● What this exercise asks:
1. According to the ProteinBoxBot page, in groups of roughly what size will the bot create pages?
2. Resume the ProteinBoxBot page, continuing after its final line.

● Reading text:

User:ProteinBoxBot
From Wikipedia, the free encyclopedia
Contents |
[edit] Proposal overview (brief version)
This bot will create or amend up to ~10,000 pages corresponding to mammalian genes. Pages will be created in groups of ~100 to ensure page quality. Each new page will be seeded with content from databases in the public domain. This content will include information about the gene's symbol, description, function, genomic location, structure and identifiers. Genes which do not have any existing WP pages for its symbol, aliases, or title will be created (e.g., MMP9). Genes which do have these conflicts in the WP namespace will be flagged for manual integration (e.g., Apolipoprotein_E). More details are presented in User:ProteinBoxBot/Ideas. This bot is currently being designed and developed by AndrewGNF and JonSDSUGrad. The list of all pages which were created or edited with ProteinBoxBot content is shown here.
[edit] Requests
Please add any requests for specific genes to the requests page.

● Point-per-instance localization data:
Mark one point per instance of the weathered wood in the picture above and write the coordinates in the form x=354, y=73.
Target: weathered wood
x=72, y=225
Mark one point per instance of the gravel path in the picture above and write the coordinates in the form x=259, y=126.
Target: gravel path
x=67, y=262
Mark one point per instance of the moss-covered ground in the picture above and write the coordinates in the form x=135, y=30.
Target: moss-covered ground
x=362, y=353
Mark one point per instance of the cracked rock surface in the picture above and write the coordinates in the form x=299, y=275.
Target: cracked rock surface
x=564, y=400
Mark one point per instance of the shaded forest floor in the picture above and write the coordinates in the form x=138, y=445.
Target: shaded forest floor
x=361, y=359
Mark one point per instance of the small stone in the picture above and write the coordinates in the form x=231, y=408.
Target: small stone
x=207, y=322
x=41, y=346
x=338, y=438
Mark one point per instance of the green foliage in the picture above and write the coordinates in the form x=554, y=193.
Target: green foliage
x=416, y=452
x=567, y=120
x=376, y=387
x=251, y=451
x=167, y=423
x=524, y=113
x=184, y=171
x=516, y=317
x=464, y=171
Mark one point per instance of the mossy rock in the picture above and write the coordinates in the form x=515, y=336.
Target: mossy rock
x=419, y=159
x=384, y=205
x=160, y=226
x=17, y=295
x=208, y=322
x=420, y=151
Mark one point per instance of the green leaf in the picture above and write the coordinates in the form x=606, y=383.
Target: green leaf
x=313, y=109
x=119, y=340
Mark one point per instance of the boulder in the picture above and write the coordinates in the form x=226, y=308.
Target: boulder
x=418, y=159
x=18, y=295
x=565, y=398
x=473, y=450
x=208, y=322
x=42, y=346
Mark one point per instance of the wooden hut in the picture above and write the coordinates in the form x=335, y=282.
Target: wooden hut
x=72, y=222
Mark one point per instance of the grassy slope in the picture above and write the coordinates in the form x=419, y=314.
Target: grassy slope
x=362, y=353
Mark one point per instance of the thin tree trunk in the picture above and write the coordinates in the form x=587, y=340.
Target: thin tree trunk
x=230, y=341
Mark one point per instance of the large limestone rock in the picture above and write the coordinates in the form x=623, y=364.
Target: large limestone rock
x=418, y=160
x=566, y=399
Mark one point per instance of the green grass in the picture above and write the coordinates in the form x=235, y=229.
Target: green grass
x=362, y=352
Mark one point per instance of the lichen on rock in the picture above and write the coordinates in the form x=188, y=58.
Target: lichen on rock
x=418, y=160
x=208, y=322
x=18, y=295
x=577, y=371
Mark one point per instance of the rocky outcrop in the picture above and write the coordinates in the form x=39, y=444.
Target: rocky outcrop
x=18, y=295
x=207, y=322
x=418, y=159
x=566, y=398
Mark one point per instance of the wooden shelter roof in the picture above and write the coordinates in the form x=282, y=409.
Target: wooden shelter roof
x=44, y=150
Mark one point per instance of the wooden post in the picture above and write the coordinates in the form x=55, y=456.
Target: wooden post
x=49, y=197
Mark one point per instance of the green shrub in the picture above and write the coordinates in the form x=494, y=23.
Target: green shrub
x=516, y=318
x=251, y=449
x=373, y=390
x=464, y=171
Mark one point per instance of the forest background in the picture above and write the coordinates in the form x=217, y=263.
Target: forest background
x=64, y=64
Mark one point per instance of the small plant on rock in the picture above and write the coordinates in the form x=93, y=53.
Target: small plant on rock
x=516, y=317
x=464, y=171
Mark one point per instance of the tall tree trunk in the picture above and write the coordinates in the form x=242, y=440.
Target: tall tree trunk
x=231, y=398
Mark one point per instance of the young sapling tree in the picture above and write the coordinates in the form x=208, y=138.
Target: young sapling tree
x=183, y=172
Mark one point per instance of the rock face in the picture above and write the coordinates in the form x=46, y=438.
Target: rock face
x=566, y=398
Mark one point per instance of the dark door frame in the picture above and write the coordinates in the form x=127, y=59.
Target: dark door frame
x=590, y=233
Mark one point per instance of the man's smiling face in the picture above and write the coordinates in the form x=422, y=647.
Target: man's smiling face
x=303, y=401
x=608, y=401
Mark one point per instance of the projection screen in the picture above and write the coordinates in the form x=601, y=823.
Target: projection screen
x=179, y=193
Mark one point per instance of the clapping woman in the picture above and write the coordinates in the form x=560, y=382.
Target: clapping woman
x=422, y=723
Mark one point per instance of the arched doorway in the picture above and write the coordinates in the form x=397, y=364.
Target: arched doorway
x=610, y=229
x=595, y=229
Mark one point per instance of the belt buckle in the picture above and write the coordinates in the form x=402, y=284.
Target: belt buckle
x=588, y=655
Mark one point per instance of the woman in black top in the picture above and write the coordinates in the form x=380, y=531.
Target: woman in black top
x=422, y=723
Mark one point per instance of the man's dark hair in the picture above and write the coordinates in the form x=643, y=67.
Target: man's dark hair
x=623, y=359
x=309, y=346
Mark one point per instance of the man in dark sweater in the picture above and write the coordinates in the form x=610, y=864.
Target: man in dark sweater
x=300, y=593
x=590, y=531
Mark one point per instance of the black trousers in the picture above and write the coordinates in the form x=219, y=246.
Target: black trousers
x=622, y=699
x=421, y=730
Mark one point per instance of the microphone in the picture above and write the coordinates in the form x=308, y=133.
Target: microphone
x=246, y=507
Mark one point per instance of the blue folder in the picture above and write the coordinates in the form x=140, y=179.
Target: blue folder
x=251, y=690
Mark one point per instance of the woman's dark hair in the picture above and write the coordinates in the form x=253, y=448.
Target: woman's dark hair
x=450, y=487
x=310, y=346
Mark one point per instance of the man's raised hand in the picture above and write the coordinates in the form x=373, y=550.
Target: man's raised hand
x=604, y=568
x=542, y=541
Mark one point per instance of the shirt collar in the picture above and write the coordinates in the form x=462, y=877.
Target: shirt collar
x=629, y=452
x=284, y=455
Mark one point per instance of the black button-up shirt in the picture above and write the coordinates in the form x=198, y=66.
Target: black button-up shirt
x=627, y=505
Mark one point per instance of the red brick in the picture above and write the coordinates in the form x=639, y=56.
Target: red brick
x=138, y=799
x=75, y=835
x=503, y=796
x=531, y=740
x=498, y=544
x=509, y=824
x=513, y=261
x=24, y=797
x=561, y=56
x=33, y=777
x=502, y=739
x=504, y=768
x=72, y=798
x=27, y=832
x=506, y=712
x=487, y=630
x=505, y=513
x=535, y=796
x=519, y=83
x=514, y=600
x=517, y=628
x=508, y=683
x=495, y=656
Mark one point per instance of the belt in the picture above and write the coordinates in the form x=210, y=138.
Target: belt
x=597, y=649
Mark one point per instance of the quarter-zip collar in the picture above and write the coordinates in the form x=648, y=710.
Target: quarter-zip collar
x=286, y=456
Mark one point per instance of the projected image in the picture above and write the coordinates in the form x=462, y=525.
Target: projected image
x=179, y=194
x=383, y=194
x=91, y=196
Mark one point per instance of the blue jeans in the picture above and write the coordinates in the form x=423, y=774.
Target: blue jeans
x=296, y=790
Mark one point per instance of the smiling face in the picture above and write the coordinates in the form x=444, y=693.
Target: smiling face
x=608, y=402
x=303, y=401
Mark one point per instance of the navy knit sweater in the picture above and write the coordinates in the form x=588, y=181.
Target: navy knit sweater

● Numbered responses:
1. Groups of about 100 pages.

2.
- A ProteinBoxBot link to "Bioinformatic Harvester" would be nice
- Example directly via IPI: http://harvester.fzk.de/harvester/human/IPI00218/IPI00218982.htm
- Example via query: http://harvester.fzk.de/cgi-bin/human/search.cgi?zoom_query=brca1
..a very nice bot by the way...thanks :-) Ivo (talk) 05:39, 15 May 2008 (UTC)
[edit] Trial Run
A trial run for this bot was approved. The trial was completed and the log is here: User:ProteinBoxBot/PBB_Log_Wiki_Live_Run.
After making quite a few adjustments, a second trial run was completed and the log file is here: User:ProteinBoxBot/PBB_Log_Wiki_Live_Run3_Char_Fix
The bot was subsequently approved and granted bot status.
The eight pages created by the ProteinBoxBot in the trial are:
AKT1 | HIF1A | MAPK1 | MMP9 |
NFKB1 | PPARG | PTGS2 | TGFB1 |
In addition, these pre-existing pages were supplemented with ProteinBoxBot content in a semi-automated edit:
The discussion of the ProteinBoxBot's trial run is archived at Wikipedia:Bots/Requests_for_approval/ProteinBoxBot.
[edit] Logic Flow
The following Flow charts describe the logic of Protein Box Bot:
[edit] Links
Protein Box bot does extensive logging of its activities.
- Bot Log File: User:ProteinBoxBot/PBB_Log_Index
Protein Box Bot does not always know the exact name of a protein page. This page has been created to help with that.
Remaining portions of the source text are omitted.